→ Given text
• • • •

Choosing a Network-attached Storage System
Thinking about buying a new hard drive for your computer? Perhaps you
want an external drive to back up several machines. You might want to
consider network-attached storage, putting the drive on your network.
For as little as $50 you can achieve a serious increase in
functionality over that external USB drive.
Some of us love technology. Blinky lights and humming noises are
indications of progress. Living on the bleeding edge is what it’s about
…. And then there are those folks who don’t trust the new fangled ,
since the way they are already doing it works pretty well, and besides
who wants to waste time learning a new thing every three or six months.
I sit on the fence, a little in both camps. I’ll definitely read about
it armchair traveler style, but mostly I wait until the last minute
before changing over. Better yet, I’ll move up a generation, but stay a
generation behind. That way, the bugs are worked out, and the prices
are depressed. I want value, not bling. I bought my Nikon D70
camera when they announced its replacement. I bought windows XP after
Vista came out. You get the idea.
Every once in a while there is technology that would really help
simplify things, even to the point that I’d venture into newish waters.

• • • •

Image point annotation entries:

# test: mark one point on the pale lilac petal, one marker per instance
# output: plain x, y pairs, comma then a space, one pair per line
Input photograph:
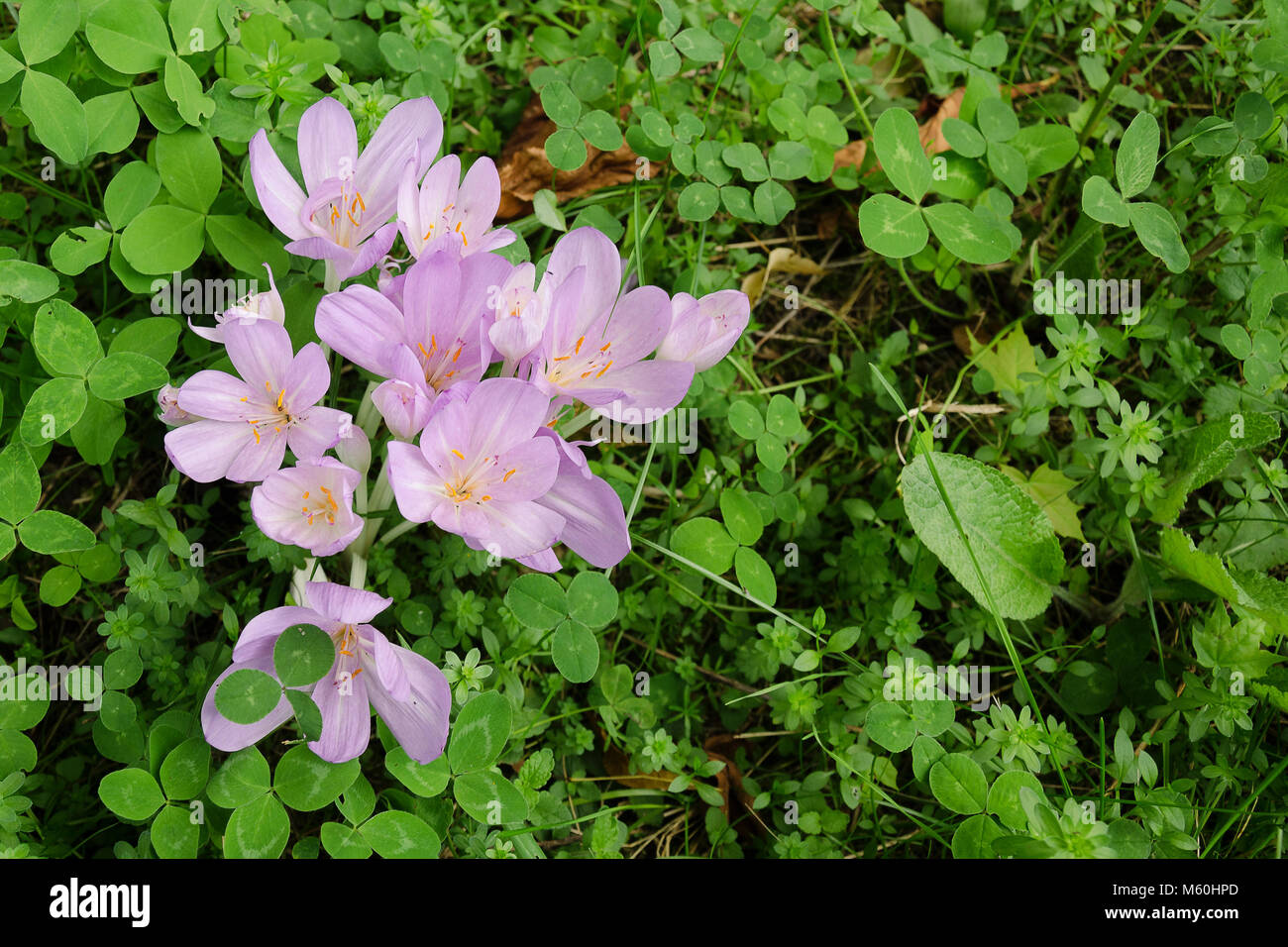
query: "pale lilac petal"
205, 450
638, 324
317, 431
322, 249
223, 733
417, 722
593, 519
344, 604
361, 325
261, 351
535, 464
503, 412
387, 668
370, 252
278, 193
647, 388
307, 379
258, 459
403, 406
590, 249
545, 561
342, 696
509, 530
477, 201
412, 480
214, 394
411, 128
258, 639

• • • •

Rewrite the network-attached storage text starting with "For as little" and going on through "get the idea.", putting "flash" in place of "bling".

→ In response
For as little as $50 you can achieve a serious increase in
functionality over that external USB drive.
Some of us love technology. Blinky lights and humming noises are
indications of progress. Living on the bleeding edge is what it’s about
…. And then there are those folks who don’t trust the new fangled ,
since the way they are already doing it works pretty well, and besides
who wants to waste time learning a new thing every three or six months.
I sit on the fence, a little in both camps. I’ll definitely read about
it armchair traveler style, but mostly I wait until the last minute
before changing over. Better yet, I’ll move up a generation, but stay a
generation behind. That way, the bugs are worked out, and the prices
are depressed. I want value, not flash. I bought my Nikon D70
camera when they announced its replacement. I bought windows XP after
Vista came out. You get the idea.